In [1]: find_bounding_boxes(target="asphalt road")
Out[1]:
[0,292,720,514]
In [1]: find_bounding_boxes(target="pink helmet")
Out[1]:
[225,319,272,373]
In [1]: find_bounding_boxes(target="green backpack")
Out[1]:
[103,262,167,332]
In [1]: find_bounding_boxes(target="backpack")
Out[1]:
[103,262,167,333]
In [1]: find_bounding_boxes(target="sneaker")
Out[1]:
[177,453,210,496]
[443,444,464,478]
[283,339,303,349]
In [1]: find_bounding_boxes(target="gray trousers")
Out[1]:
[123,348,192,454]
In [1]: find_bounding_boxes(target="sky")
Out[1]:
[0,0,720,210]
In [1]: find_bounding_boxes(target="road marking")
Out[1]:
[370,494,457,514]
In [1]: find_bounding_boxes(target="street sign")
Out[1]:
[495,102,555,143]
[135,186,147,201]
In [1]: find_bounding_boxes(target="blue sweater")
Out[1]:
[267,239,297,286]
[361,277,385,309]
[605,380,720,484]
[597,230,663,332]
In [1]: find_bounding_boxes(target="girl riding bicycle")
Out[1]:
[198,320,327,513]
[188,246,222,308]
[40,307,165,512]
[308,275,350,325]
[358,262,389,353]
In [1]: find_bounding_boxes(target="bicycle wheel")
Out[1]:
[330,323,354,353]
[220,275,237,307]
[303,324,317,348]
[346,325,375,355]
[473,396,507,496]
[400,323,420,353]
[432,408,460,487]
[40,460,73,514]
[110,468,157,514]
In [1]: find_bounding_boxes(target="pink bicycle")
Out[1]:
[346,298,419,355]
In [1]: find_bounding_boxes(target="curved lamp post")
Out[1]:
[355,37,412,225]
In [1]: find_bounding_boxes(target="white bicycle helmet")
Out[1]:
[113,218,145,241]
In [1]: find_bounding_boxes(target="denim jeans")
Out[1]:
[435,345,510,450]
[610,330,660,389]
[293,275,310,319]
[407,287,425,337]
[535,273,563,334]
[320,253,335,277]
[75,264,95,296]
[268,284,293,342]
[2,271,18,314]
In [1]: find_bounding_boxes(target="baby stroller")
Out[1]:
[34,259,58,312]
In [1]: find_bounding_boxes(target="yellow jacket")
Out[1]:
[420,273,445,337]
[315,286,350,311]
^^^^
Write out all of the records above again, character for character, leaving nothing out and changing nothing.

• Task response:
In [1]: find_bounding_boxes(target="asphalt road")
Out[1]:
[0,292,720,514]
In [1]: find_bounding_boxes(target="pink helmet")
Out[1]:
[225,319,272,373]
In [1]: find_bounding_boxes(target="green backpack")
Out[1]:
[103,262,167,332]
In [1]: find_bounding_boxes(target="backpack")
Out[1]:
[103,262,167,333]
In [1]: find_bounding_boxes(target="sneaker")
Out[1]:
[177,453,210,496]
[443,444,464,478]
[283,339,303,349]
In [1]: find_bounding_boxes(target="gray trousers")
Out[1]:
[123,348,192,454]
In [1]: find_bounding_boxes(target="sky")
Out[1]:
[0,0,720,210]
In [1]: find_bounding_boxes(target="road marking")
Out[1]:
[370,494,457,514]
In [1]: find_bounding_boxes(target="street sign")
Out[1]:
[495,102,555,143]
[135,186,147,201]
In [1]: find_bounding_boxes(target="blue sweater")
Out[1]:
[267,239,297,286]
[361,277,385,309]
[605,380,720,484]
[597,230,663,332]
In [1]: find_bounding_boxes(target="girl riding bicycle")
Out[1]:
[198,320,327,513]
[188,246,222,308]
[40,307,165,512]
[308,275,350,325]
[358,262,389,353]
In [1]: find_bounding_boxes(target="bicycle wheel")
Out[1]:
[330,323,354,353]
[220,275,237,307]
[303,324,317,348]
[346,325,375,355]
[473,396,507,496]
[400,323,420,353]
[432,408,460,487]
[40,460,73,514]
[110,468,157,514]
In [1]: find_bounding_boxes(target="pink bicycle")
Out[1]:
[346,298,419,355]
In [1]: find_bounding_boxes(target="curved lamp post")
Out[1]:
[355,37,412,225]
In [1]: find_bounding_boxes(target="white bicycle helmet")
Out[1]:
[113,218,145,241]
In [1]: find_bounding_boxes(target="denim jeans")
Out[1]:
[435,345,510,450]
[610,330,660,389]
[293,275,310,319]
[407,287,425,337]
[535,273,563,334]
[320,253,335,277]
[75,264,95,296]
[268,284,293,342]
[2,271,18,314]
In [1]: find_bounding_boxes(target="baby stroller")
Out[1]:
[34,259,58,312]
In [1]: find_bounding_boxes(target="yellow jacket")
Out[1]:
[420,273,445,337]
[315,286,350,311]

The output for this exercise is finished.